• **THE TASK**: Rewrite the material from its start up to and including the line containing "[[0, 287, 134, 324], [0, 286, 600, 505]]" as a two-column CSV with the headers input and output. Put each text and the answer that follows it on one row, each value in a single quoted field with line breaks turned into spaces, and leave the pictures out.
-- START RECORDS FOR PROCESSING --
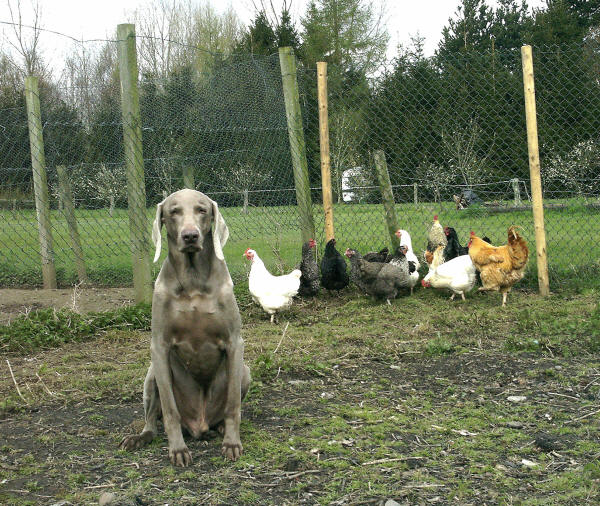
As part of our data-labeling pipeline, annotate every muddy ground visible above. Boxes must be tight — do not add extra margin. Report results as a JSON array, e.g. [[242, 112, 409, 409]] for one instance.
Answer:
[[0, 287, 134, 324], [0, 286, 600, 505]]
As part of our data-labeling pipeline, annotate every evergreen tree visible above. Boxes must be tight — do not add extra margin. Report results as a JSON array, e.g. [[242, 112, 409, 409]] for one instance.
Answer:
[[234, 12, 278, 55], [275, 5, 300, 51], [302, 0, 389, 74]]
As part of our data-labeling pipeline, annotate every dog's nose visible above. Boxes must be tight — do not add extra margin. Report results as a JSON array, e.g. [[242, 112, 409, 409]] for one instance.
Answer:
[[181, 229, 200, 244]]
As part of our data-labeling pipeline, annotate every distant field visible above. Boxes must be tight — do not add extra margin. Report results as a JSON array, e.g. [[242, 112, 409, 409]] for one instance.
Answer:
[[0, 200, 600, 287]]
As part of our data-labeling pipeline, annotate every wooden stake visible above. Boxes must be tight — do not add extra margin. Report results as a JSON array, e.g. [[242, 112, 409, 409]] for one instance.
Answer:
[[279, 47, 315, 242], [117, 24, 152, 302], [25, 76, 56, 288], [182, 165, 196, 190], [373, 149, 400, 249], [317, 61, 334, 241], [521, 46, 550, 296], [56, 165, 88, 284]]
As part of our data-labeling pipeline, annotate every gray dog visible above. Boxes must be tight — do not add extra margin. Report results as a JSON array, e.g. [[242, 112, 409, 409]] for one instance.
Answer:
[[120, 190, 250, 467]]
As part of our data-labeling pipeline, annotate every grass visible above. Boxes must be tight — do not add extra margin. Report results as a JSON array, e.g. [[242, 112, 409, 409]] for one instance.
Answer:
[[0, 200, 600, 287], [0, 279, 600, 505]]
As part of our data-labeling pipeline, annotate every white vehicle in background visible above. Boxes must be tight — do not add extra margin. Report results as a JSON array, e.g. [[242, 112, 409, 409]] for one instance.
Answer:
[[342, 167, 366, 202]]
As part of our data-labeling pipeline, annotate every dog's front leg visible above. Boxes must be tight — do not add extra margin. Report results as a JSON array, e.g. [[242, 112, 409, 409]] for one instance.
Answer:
[[150, 332, 192, 467], [221, 334, 244, 460]]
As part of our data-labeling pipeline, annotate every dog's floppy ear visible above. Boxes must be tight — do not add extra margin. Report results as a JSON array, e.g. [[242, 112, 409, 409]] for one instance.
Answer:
[[212, 200, 229, 260], [152, 200, 165, 263]]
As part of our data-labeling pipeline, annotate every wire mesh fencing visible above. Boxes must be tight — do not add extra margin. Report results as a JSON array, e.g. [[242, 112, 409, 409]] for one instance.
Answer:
[[0, 37, 600, 286]]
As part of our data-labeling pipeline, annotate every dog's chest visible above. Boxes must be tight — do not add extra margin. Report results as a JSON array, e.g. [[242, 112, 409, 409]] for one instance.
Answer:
[[167, 295, 229, 347]]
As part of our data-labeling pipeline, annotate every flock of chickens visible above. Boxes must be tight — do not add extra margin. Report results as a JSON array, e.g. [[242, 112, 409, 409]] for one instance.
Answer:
[[244, 215, 529, 322]]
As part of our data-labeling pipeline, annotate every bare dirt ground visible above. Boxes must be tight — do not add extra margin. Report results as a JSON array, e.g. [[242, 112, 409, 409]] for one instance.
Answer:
[[0, 288, 134, 324], [0, 289, 600, 506]]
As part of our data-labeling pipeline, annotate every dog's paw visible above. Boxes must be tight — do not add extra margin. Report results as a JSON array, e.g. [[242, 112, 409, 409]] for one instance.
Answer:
[[221, 437, 244, 462], [169, 445, 192, 467], [119, 430, 154, 451]]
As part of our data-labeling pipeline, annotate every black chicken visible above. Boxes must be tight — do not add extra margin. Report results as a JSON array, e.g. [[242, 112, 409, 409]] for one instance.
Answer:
[[298, 239, 321, 297], [345, 249, 367, 293], [346, 246, 410, 304], [321, 239, 350, 290], [444, 227, 491, 262], [444, 227, 469, 262]]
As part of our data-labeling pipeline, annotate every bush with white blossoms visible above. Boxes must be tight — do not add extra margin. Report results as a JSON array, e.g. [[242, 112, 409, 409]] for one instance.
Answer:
[[542, 139, 600, 202]]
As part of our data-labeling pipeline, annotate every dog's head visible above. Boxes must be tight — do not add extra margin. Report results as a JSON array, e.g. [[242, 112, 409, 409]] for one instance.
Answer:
[[152, 189, 229, 262]]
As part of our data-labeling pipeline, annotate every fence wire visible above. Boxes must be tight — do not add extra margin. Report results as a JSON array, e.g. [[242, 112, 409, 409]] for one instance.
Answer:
[[0, 42, 600, 287]]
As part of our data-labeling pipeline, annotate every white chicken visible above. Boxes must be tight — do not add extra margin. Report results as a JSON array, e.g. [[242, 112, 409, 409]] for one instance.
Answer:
[[396, 229, 421, 295], [244, 248, 302, 323], [421, 246, 477, 300]]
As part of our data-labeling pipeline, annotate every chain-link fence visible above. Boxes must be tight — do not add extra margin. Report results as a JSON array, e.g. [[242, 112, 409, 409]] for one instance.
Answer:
[[0, 35, 600, 286]]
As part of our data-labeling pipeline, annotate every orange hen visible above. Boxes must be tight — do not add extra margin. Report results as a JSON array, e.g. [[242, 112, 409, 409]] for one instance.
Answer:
[[469, 225, 529, 307]]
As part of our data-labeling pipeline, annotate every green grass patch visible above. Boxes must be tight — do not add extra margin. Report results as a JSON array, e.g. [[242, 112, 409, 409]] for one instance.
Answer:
[[0, 304, 151, 353]]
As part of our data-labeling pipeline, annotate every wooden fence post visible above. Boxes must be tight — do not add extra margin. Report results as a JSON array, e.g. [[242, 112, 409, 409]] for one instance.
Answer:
[[25, 76, 56, 288], [317, 61, 334, 241], [521, 45, 550, 296], [279, 47, 315, 242], [510, 177, 523, 207], [117, 24, 152, 302], [56, 165, 88, 284], [373, 149, 400, 249], [182, 165, 196, 190]]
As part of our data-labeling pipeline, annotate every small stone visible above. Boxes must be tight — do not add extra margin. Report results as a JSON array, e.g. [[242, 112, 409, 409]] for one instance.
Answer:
[[98, 492, 117, 506], [535, 432, 562, 452], [521, 459, 538, 467]]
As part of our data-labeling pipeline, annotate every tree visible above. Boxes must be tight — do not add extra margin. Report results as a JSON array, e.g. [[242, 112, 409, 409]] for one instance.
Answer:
[[5, 0, 46, 76], [302, 0, 389, 74], [437, 0, 494, 59], [135, 0, 240, 78], [235, 11, 277, 56]]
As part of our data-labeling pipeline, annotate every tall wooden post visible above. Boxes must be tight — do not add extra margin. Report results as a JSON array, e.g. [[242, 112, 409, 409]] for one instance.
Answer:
-- END RECORDS FOR PROCESSING --
• **WORKED SOLUTION**:
input,output
"As part of our data-labeling pipeline, annotate every muddy ground visible above. Boxes must be tight — do not add extra margin. Report results as a JSON array, e.g. [[242, 112, 409, 409]] for one instance. Answer:","[[0, 287, 134, 324], [0, 286, 600, 505]]"